**ARTIKEL**

= = = = = = =

PERKEMBANGAN STRATEGI ANTI PEMBAJAKAN



Topik riset dan diskusi pembajakan produk atau pelanggaran HKI telah berkembang di kalangan pakar ilmu ekonomi, hukum, dan ahli pemasaran, dan telah memberikan kontribusi yang cukup baik bagi perkembangan dunia ilmu. Khususnya untuk ilmu pemasaran, penelitian yang dikaitkan dengan pembajakan produk dapat masuk ke bidang perilaku konsumen. Strategi pemasaran, dan pemasaran internasional.8 Oleh karena itu, penelitian pembajakan produk di ilmu pemasaran dapat dilakukan dari dua sisi, penelitian pada sisi permintaan dan penelitian pada sisi penawaran. Penelitian pada sisi permintaan masih sedikit jumlahnya.
Topik yang dibahas biasanya menyangkut perilaku konsumen yang memiliki dimensi majemuk. Penelitian yang sudah dilakukan oleh para ahli pemasaran masih belum terbangun menjadi kerangka teori yang kuat, sehingga masih banyak peluang bagi peneliti pemasaran untuk melakukan penelitian di bidang ini (Field, 2000). Penelitian yang pernah dilakukan, misalnya penelitiannya Bloch et al. (1993); Bush et al. (1989); Tom et al. (1998), dan Field (2000). Penelitian pada sisi penawaran seringkali difokuskan pada investigasi strategi pembajakan dan mengindentifikasi strategi-strategi anti pembajakan yang efektif. Tujuan utamanya adalah berupaya mengurangi atau membatasi ruang gerak para pembajak, mengingat suatu hal yang mustahil menghilangkan penyakit pembajakan yang sudah berusia lebih dari seribu tahun ini.
Upaya ini akan efektif dengan keterlibatan aktif pemegang HKI (perusahaan pemegang merek asli) dan pemegang power (pemerintah). Upaya memerangi bisnis pembajakan sudah dilakukan dengan berbagai macam jurus atau strategi, dari membawa tertuduh ke meja hijau sampai dengan membangun benteng disetiap distributor untuk tidak terinfeksi oleh upaya penyaluran produk bajakan (Olsen & Granzin, 1992; and Field, 2000). Dari hasil review tulisan-tulisan ilmiah di berbagai sumber telah ditemukan berbagai strategi dan taktik yang telah formulasikan oleh para ahli pemasaran. Beberapa bentuk strategi anti pembajakan dan contoh penerapannya dari beberapa literature yang berhasil dikumpulkan sbb:

a. Warning strategy
Perusahaan pemegang merek asli memberikan peringatan secara aktif  kepada para konsumennya terhadap produk perusahaan tersebut yang dipalsukan. Contohnya Pembuat jam tangan terkenal di dunia merek Rolex membuat iklan di the Wall Street Journal yang memberikan pendidikan kepada konsumennya bagaiamana membedakan produk Rolex asli dengan Rolex palsu. Dengan melakukan pendidikan kepada konsumen, maka diharapkan pembelian dan penjualan produk palsu dapat di kurangi karena kesadaran akan bahaya dan kerugian yang ditimbulkan oleh produk palsu tersebut terhadap konsumen dan produsen. Strategi ini dipandang sangat mahal, karena harus di kampanyekan lewat media massa seperti koran atau televisi, tetapi dalam jangka panjang, perusahaan akan mendapatkan profit yang lebih baik.

= = = = = = =

**CUPLIKAN ENTRI**
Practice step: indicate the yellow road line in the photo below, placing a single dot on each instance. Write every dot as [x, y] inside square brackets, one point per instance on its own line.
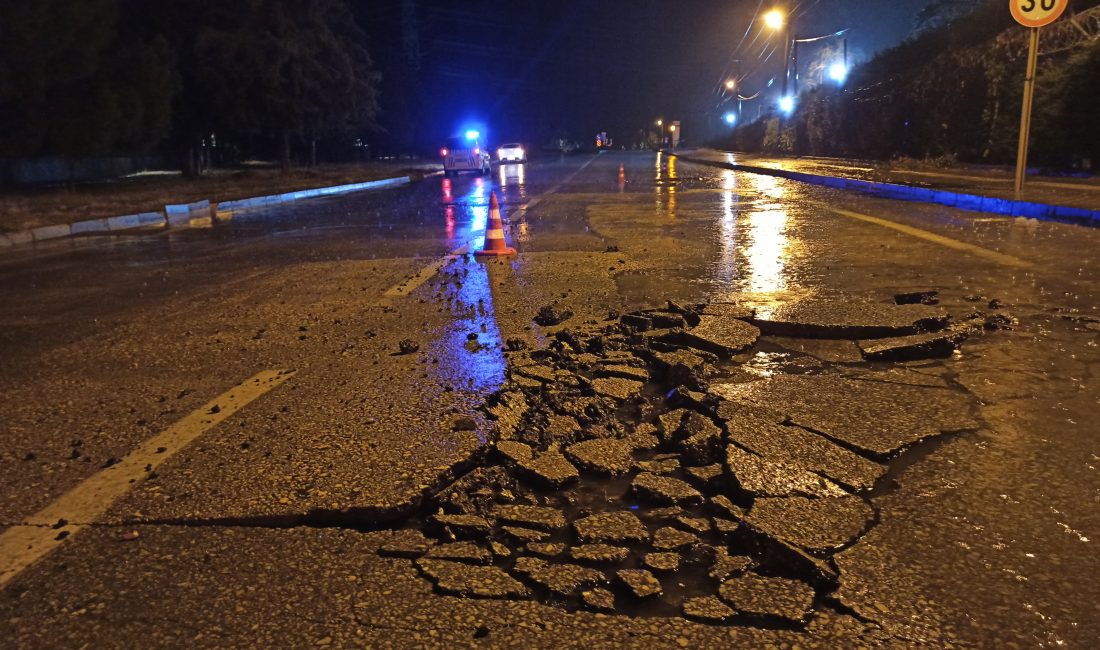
[411, 284]
[23, 544]
[937, 239]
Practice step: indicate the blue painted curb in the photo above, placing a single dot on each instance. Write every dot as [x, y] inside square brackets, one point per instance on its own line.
[905, 193]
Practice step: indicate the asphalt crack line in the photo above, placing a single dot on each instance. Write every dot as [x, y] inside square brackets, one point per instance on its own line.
[936, 239]
[410, 284]
[42, 532]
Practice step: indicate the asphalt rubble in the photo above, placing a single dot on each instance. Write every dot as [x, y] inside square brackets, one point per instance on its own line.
[679, 462]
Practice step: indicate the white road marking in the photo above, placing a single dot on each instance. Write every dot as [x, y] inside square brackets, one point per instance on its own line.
[40, 533]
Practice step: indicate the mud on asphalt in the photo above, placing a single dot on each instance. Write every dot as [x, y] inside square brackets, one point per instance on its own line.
[702, 461]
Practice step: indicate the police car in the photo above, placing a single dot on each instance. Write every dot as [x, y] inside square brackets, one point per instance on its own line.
[465, 154]
[512, 153]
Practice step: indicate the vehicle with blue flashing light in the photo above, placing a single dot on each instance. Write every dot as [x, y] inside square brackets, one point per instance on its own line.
[465, 154]
[512, 153]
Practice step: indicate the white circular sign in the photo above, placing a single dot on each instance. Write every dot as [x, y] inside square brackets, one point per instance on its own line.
[1037, 13]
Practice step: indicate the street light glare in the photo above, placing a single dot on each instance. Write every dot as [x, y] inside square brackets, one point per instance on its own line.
[774, 20]
[787, 105]
[838, 73]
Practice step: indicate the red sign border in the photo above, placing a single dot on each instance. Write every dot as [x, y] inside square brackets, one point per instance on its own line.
[1031, 23]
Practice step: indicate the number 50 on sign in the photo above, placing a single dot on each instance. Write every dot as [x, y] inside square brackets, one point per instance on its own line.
[1037, 13]
[1032, 14]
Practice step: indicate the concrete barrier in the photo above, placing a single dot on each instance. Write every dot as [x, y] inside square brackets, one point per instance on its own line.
[136, 221]
[906, 193]
[187, 215]
[20, 237]
[51, 232]
[90, 227]
[196, 215]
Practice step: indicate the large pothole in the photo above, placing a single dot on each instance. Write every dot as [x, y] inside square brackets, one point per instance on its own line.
[655, 465]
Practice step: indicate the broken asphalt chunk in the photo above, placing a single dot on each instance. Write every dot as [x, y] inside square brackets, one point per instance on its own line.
[798, 447]
[724, 337]
[406, 543]
[779, 597]
[617, 388]
[761, 476]
[471, 581]
[460, 552]
[914, 348]
[641, 583]
[550, 470]
[816, 525]
[662, 562]
[611, 528]
[664, 489]
[602, 455]
[598, 553]
[707, 609]
[847, 319]
[879, 418]
[541, 517]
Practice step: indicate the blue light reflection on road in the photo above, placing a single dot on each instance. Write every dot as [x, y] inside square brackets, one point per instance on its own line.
[469, 364]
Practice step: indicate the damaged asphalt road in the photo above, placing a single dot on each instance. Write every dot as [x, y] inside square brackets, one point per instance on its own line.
[694, 408]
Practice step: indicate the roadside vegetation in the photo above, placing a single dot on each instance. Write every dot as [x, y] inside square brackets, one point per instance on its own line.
[954, 91]
[194, 83]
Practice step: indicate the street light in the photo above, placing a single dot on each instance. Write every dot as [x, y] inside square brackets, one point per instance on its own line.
[787, 105]
[838, 72]
[774, 20]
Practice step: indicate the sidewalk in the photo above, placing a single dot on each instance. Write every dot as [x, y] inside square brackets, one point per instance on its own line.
[980, 189]
[26, 209]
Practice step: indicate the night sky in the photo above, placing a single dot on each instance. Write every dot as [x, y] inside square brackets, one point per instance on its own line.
[531, 69]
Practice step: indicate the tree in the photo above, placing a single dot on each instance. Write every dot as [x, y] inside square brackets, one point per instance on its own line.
[285, 69]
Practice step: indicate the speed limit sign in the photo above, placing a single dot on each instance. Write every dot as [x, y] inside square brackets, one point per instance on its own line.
[1032, 14]
[1037, 13]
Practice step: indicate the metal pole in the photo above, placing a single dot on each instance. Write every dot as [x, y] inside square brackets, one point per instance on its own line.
[787, 56]
[794, 67]
[1025, 113]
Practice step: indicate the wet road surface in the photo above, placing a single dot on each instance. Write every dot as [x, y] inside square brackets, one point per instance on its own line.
[1078, 191]
[264, 529]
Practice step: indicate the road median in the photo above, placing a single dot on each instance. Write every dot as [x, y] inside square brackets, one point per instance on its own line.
[908, 193]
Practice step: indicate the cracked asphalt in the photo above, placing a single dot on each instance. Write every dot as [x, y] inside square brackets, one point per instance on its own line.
[976, 473]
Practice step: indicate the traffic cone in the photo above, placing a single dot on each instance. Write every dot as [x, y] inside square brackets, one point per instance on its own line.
[494, 233]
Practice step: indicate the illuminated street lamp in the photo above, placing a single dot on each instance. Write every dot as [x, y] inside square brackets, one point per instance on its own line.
[774, 20]
[777, 21]
[787, 105]
[838, 72]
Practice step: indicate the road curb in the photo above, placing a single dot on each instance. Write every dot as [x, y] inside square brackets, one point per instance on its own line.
[195, 215]
[906, 193]
[227, 210]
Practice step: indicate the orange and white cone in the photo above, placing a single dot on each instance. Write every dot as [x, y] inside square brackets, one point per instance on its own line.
[494, 232]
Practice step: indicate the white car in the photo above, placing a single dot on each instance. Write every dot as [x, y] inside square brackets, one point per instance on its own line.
[512, 153]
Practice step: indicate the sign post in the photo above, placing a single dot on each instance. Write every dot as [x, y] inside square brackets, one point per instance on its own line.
[1032, 14]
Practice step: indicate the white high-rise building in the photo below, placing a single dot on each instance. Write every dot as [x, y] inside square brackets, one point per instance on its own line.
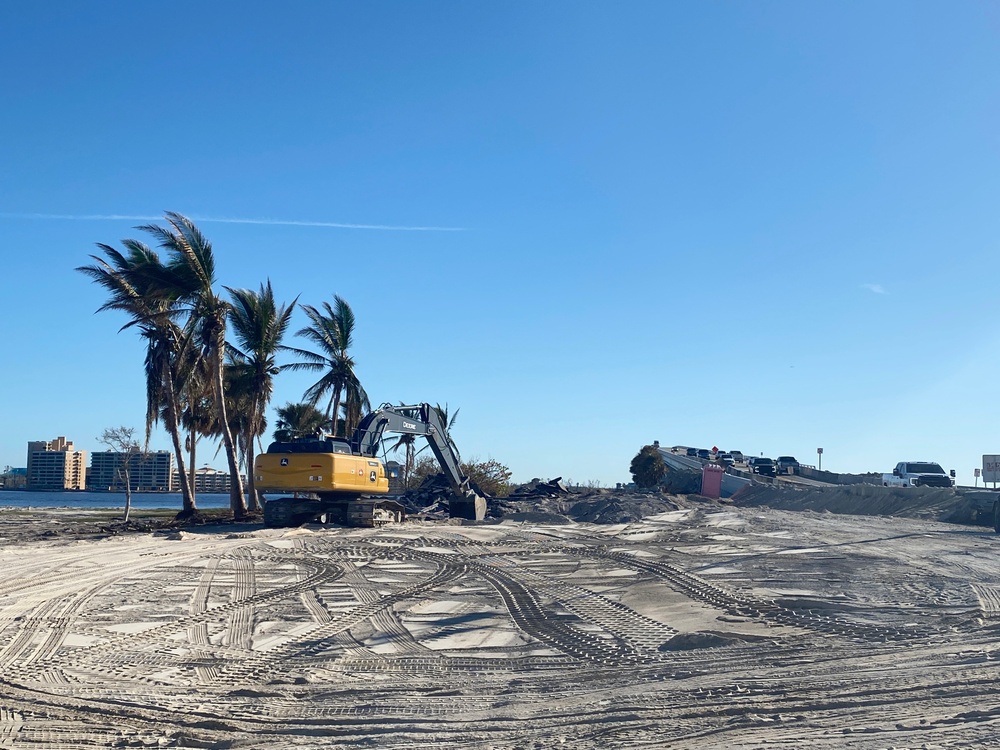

= = = = = = =

**TUGAS YANG DIKERJAKAN**
[A] Tentukan apakah setiap pernyataan berikut sesuai dengan artikel tentang strategi anti pembajakan: (i) penelitian pembajakan produk pada sisi permintaan masih sedikit jumlahnya; (ii) warning strategy dipandang murah untuk dijalankan; (iii) pembajakan sudah berlangsung lebih dari seribu tahun. Jawab ya atau tidak untuk masing-masing dan kutip kata-kata artikel yang menjadi penentunya.
[B] Lanjutkan artikel tentang strategi anti pembajakan, mulai setelah kalimat terakhirnya.
Entri-entri tadi sama sekali tidak dipakai di sini.

**KUMPULAN JAWABAN**
[A]
(i) Ya: "Penelitian pada sisi permintaan masih sedikit jumlahnya."
(ii) Tidak: "Strategi ini dipandang sangat mahal"
(iii) Ya: "penyakit pembajakan yang sudah berusia lebih dari seribu tahun ini"

[B]
b. Withdrawal strategy
Perusahaan pemegang merek asli mengawasi dan memilih secara ketat distributor yang memasarkan produknya di pasar yang dicurigai produk bajakan sangat banyak dijual. Produk- produk di bawah merek ‘Hunting World’ hanya dijual pada 80 pengecer di seluruh dunia. Kasus penjualan kaos merek Dagadu Yogyakarta yang hanya membuka outlet penjualan produknya terbatas, bertujuan untuk memberikan kepastian kepada konsumennya bahwa produk yang dibeli asli.

c. Prosecution strategy
Perusahaan pemegang merek asli melibatkan tim penyidik yang dibentuk oleh perusahaan sendiri untuk melakukan penyelidikan secara aktif tempat-tempat yang dicurigai sebgai pembuat produk palsu dari perusahaan tersebut. Contoh perusahaan yang sudah melakukannya, misalnya, Rolex dan Christian Dior. Namun, persoalan di lapangan muncul ketika ada perusahaan yang dicurigai sebagai pembuat produk palsu yang seharusnya dikenai sangsi hukum tetapi karena penegakan hukum diberbagai Negara berbeda, menyebabkan sangsi hukum yang seharusnya dikenakan tersebut tidak terjadi, atau kadang sangsi hukumnya tidak seimbang dengan perbuatan yang dilakukannya.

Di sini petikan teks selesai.